» **Tasks to perform**
- 1) Answer these questions from the text on Inuit throat singing:
(a) Among which people was the analogous form called rekuhkara once practiced?
(b) What is throat singing called in Arviat?
(c) What were men away on when katajjaq originally served as entertainment among Inuit women?
- 2) Carry the text on Inuit throat singing forward, starting right after its final sentence.

» **Supplied text**
┄┄┄┄┄┄┄┄┄┄┄┄┄┄┄┄┄┄┄┄
Inuit throat singing, or katajjaq (ᑲᑕᔾᔭᖅ), is a distinct type of throat singing uniquely found among the Inuit. It is a form of musical performance, traditionally consisting of two women who sing duets in a close face-to-face formation with no instrumental accompaniment, in an entertaining contest to see who can outlast the other; however, one of the genre's most famous practitioners, Tanya Tagaq, performs as a solo artist. Several groups, including Tudjaat, The Jerry Cans, Quantum Tangle and Silla + Rise, blend traditional throat singing with mainstream musical genres such as pop, folk, rock and dance music.

An analogous form called rekuhkara was once practiced among the Ainu of Hokkaidō, Japan.

== Names ==
The name for throat singing in Canada varies with the geography:

- Iirngaaq – some Nunavut communities
- Piqqusiraarniq or Pirkusirtuk – Igloolik and Baffin Island
- Qiarvaaqtuq – Arviat
- Katajjaq or Katadjak – Nunavik and South Baffin
- Nipaquhiit – some Nunavut communities

==History==
Originally, katajjaq was a form of entertainment among Inuit women while men were away on hunting trips, and it was regarded more as a type of vocal or breathing game in the Inuit culture rather than a form of music. Katajjiniq sound can create an impression of rhythmic and harmonious panting. Inuit throat singing can also imitate wind, water, animal sounds and other everyday sounds.

This playful practice testifies to a long oral tradition of the women of Nunavik, a territory located in the North Québec region. From generation to generation, the Inuit have passed on knowledge of nature and the environment as well as the techniques associated with throat singing. Katajjaniq has rare, even unique, expressive characteristics. Even though Inuit throat singing is no longer performed to hasten the return of hunters, attract animals or influence the natural elements, they still retain some of their original functions, such as entertainment and group cohesion.
┄┄┄┄┄┄┄┄┄┄┄┄┄┄┄┄┄┄┄┄
» **Entries supplied**
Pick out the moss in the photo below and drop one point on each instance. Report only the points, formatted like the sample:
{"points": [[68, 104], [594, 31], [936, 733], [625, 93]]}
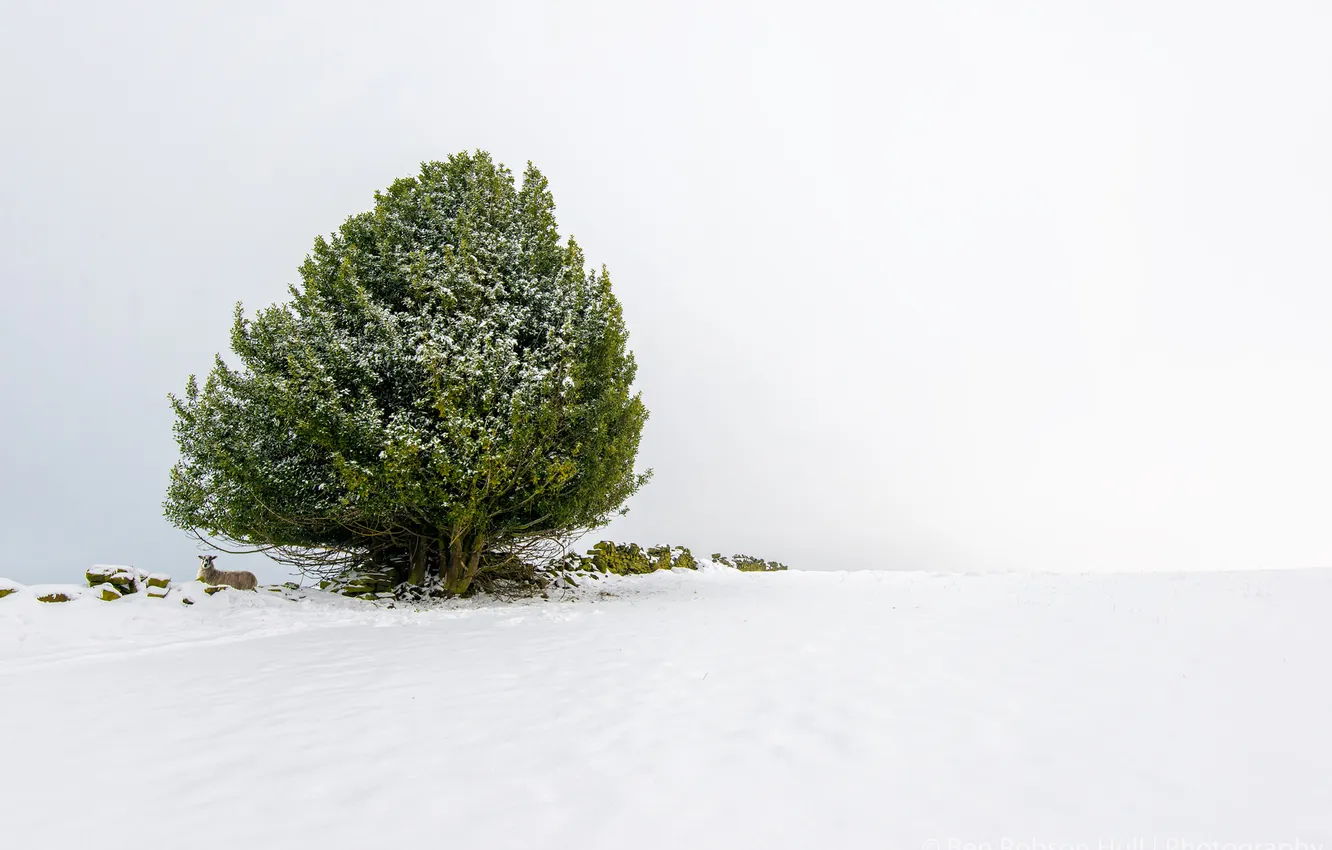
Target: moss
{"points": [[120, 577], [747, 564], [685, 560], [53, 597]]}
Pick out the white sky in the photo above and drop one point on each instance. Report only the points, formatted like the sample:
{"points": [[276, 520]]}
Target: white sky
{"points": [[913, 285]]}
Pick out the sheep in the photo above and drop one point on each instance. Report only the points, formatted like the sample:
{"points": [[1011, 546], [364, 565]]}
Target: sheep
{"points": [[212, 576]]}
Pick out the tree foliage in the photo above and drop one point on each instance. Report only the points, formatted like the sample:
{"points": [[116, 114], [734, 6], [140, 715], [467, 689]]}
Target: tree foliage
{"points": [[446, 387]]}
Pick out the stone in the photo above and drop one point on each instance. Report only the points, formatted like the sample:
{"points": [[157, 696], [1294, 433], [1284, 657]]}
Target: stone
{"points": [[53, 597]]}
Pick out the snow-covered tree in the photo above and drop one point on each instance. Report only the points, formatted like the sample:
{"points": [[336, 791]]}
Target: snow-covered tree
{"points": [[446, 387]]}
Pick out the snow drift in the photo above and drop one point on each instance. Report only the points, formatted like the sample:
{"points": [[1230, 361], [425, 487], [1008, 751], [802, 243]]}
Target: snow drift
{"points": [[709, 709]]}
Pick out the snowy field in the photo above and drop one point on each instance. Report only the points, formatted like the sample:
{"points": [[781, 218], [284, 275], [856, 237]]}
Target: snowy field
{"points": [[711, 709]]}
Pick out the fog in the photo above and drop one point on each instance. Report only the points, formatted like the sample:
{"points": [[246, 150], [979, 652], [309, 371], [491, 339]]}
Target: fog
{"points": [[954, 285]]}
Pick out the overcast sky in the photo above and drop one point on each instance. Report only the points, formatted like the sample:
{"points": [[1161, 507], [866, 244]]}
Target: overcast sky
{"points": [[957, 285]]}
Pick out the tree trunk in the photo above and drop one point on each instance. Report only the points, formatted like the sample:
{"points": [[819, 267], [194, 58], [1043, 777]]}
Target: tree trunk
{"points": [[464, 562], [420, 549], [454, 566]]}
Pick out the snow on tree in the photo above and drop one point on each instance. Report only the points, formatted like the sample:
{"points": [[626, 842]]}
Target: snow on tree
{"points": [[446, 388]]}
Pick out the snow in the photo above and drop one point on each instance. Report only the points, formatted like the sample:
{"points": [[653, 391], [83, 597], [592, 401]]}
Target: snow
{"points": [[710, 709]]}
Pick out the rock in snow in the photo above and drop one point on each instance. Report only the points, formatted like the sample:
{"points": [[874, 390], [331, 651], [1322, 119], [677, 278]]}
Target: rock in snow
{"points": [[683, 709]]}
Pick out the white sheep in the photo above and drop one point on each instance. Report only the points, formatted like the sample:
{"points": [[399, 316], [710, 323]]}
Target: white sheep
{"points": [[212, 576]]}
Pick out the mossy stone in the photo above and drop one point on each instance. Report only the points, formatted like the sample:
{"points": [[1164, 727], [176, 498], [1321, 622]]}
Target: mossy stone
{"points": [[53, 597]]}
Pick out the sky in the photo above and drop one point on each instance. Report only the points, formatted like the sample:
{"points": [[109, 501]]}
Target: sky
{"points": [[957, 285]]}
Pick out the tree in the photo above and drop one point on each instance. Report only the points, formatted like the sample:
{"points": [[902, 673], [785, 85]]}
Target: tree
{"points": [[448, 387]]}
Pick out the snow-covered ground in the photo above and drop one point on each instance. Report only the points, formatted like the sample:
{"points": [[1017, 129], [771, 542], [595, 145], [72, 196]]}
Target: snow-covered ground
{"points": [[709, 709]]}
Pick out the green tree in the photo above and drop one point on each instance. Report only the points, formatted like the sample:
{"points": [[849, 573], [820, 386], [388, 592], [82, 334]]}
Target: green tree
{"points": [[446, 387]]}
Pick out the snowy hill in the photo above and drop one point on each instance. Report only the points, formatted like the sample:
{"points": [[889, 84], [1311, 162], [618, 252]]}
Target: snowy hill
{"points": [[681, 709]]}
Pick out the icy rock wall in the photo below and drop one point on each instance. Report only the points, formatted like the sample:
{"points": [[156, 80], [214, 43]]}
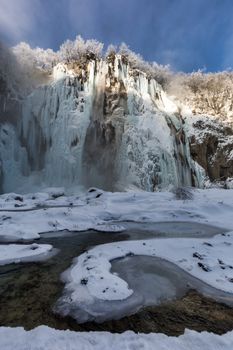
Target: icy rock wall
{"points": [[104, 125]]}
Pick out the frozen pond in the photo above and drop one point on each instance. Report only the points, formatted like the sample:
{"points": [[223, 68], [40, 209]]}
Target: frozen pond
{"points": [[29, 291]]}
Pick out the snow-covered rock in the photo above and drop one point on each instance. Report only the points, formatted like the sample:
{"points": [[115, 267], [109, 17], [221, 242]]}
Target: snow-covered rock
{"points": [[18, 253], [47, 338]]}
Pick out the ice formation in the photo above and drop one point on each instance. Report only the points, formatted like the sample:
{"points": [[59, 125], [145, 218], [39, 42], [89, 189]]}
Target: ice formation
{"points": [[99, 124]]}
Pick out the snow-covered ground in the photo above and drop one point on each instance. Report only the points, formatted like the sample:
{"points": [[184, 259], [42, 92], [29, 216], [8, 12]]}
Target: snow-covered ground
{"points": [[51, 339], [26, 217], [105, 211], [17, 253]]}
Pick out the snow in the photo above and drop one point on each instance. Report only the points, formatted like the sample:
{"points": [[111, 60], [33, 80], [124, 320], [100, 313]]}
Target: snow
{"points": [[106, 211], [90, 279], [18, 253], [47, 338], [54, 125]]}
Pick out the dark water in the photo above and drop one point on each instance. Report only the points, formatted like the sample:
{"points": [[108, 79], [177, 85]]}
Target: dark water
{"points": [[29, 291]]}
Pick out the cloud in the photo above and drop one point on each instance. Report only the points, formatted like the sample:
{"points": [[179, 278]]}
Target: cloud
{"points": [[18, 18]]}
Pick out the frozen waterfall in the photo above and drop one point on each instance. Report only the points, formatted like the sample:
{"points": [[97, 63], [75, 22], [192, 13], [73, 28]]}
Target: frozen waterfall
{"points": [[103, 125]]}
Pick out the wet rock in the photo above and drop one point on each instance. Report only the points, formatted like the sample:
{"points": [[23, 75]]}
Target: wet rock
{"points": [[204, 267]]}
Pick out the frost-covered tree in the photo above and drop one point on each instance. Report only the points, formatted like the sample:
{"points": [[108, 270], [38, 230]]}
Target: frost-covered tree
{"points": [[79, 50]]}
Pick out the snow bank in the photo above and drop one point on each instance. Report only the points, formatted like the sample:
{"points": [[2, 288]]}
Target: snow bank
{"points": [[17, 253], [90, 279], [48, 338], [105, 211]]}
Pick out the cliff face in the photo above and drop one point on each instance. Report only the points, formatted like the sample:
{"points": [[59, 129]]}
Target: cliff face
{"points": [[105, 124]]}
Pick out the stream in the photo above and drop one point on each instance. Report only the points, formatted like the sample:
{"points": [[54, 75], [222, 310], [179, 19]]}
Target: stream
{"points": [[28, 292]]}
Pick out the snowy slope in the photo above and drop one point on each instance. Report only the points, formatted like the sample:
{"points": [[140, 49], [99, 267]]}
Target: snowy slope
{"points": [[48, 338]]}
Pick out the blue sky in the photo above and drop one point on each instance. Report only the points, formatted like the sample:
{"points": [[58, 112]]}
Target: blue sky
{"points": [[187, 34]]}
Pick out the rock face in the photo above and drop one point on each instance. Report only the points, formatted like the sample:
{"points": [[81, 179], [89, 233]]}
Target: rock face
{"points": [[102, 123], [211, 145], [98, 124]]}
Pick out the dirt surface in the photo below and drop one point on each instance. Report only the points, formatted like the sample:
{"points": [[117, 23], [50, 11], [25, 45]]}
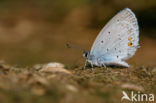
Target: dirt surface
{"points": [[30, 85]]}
┄┄┄┄┄┄┄┄┄┄┄┄┄┄┄┄┄┄┄┄
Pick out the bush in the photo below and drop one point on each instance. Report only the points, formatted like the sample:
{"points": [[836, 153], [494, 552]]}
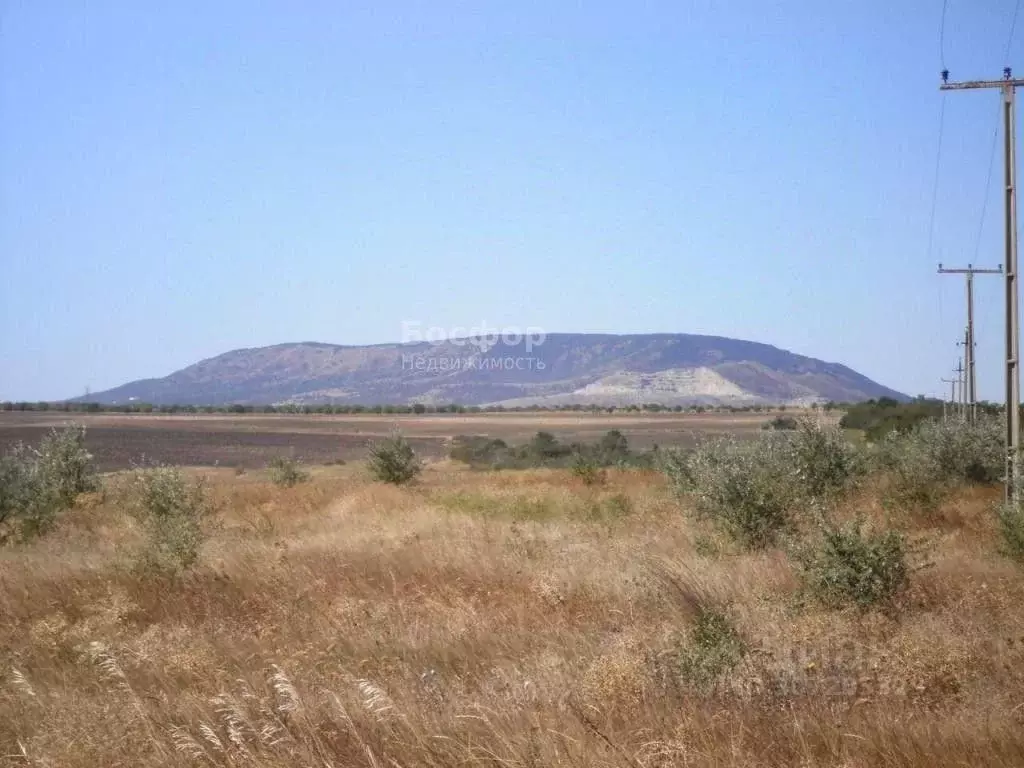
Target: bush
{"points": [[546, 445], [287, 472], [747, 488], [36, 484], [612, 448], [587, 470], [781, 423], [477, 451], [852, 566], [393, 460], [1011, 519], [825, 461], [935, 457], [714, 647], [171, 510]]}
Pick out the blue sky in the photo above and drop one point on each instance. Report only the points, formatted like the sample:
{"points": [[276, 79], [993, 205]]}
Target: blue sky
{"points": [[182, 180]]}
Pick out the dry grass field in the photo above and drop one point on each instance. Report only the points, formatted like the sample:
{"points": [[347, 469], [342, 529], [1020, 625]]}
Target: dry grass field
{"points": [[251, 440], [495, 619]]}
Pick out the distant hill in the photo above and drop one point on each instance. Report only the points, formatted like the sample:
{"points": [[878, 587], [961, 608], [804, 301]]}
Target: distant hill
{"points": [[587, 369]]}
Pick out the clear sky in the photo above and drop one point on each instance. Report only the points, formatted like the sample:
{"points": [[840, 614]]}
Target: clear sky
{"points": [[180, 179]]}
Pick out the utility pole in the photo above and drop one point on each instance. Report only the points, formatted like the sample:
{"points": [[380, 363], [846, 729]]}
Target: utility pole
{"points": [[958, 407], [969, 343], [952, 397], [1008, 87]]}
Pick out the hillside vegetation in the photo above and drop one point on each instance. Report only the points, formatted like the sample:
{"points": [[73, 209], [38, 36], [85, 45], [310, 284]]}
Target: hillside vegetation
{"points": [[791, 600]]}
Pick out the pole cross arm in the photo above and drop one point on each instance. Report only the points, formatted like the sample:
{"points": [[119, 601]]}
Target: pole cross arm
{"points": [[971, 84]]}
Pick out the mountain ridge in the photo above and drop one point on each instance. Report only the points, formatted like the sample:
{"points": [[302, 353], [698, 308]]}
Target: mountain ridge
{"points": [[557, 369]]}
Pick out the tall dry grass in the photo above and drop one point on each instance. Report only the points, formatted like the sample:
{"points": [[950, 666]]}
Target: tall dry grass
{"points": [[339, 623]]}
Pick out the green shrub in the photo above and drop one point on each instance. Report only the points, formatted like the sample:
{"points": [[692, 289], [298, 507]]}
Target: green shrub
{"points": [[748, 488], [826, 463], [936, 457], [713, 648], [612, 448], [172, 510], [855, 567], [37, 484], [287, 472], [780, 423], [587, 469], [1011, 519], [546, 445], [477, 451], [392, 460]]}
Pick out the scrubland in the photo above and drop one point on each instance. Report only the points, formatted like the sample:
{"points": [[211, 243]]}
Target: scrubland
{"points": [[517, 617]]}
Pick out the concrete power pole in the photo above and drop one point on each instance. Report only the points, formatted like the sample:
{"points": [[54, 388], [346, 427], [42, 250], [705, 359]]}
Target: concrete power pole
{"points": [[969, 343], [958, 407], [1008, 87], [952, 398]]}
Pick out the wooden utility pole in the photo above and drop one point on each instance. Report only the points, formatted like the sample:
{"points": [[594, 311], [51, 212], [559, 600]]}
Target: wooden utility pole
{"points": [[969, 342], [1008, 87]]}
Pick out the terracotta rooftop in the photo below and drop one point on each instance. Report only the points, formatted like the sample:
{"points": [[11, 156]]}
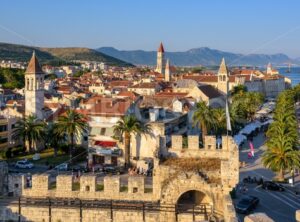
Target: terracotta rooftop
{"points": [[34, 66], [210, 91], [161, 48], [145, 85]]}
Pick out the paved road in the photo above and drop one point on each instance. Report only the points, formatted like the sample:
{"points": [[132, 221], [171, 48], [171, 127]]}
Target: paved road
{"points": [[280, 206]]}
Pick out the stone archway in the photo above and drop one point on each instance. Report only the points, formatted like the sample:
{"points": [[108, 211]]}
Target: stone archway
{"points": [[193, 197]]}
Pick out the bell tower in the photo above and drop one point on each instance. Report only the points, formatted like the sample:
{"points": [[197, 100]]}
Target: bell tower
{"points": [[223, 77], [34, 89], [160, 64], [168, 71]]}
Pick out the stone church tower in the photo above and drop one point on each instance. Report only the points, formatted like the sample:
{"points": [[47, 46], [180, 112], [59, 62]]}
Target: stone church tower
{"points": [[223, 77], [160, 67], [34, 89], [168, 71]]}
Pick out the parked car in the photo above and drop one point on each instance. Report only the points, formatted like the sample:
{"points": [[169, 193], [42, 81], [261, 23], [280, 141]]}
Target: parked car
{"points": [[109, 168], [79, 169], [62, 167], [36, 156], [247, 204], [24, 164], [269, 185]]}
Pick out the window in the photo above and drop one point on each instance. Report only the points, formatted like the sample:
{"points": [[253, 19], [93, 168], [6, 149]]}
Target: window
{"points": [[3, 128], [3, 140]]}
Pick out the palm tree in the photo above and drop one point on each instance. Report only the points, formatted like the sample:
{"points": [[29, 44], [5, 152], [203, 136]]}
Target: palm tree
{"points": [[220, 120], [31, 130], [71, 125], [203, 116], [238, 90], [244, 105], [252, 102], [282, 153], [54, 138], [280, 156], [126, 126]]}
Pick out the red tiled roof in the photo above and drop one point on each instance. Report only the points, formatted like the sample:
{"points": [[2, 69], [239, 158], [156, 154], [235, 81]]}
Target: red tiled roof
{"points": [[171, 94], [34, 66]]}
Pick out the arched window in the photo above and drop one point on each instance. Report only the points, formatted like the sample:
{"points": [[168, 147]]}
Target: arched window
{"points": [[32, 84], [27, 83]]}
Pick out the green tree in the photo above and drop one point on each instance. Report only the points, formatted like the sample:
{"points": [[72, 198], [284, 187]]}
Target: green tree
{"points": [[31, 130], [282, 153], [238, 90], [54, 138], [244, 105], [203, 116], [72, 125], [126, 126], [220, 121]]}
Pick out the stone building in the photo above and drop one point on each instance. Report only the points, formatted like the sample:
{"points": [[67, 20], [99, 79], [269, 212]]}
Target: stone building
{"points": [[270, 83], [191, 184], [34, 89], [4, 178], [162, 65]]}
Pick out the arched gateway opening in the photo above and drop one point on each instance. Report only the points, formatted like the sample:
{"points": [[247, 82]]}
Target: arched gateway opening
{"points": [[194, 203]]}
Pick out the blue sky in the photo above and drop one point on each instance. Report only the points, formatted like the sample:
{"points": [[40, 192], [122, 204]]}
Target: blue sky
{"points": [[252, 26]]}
┄┄┄┄┄┄┄┄┄┄┄┄┄┄┄┄┄┄┄┄
» **Answers in order**
- 1)
(a) The Ainu of Hokkaidō, Japan.
(b) Qiarvaaqtuq.
(c) Hunting trips.

- 2)
Very much alive in the Inuit communities of Quebec, the katajjaniq still marks the high points of Nunavik people since it is present in calendar holidays, cultural celebrations and important political events. A source of great pride and a powerful symbol of identity, the katajjaniq is a distinctive expression of Nunavik culture. The Inuit recognize katajjaniq as part of their cultural heritage.

== Performance ==
Two women face each other usually in a standing position and holding each other's arms. Sometimes they will do some kind of dance movements while singing (e.g., balancing from right to left). One singer leads by setting a short rhythmic pattern, which she repeats leaving brief silent intervals between each repetition. The other singer fills in the gap with another rhythmic pattern. The sounds used include voiced sounds as well as unvoiced ones, both through inhalation or exhalation. The first to run out of breath or be unable to maintain the pace of the other singer will start to laugh or simply stop and will thus be eliminated from the game. It generally lasts between one and three minutes. The winner is the singer who beats the largest number of people.

At one time, the lips of the two women almost touched, so that one singer used the mouth cavity of the other as a resonator, but this is less common in present day. Often, the singing is accompanied by a shuffling in rhythm from one foot to the other. The sounds may be actual words or nonsense syllables or created during exhalation.

The old woman who teaches the children [throat singing songs] corrects sloppy intonation of contours, poorly meshed phase displacements, and vague rhythms exactly like a Western vocal coach.

==Notable performers==
Notable performers include Tanya Tagaq, who performs in a contemporary style, and The Jerry Cans, who incorporate throat singing by band member Nancy Mike as a musical and rhythmic element in a conventional folk rock sound and style. Traditional performers include Qaunak Mikkigak, Kathleen Ivaluarjuk Merritt, as well as Alacie Tullaugaq and Lucy Amarualik who perform in the Katajjaq style.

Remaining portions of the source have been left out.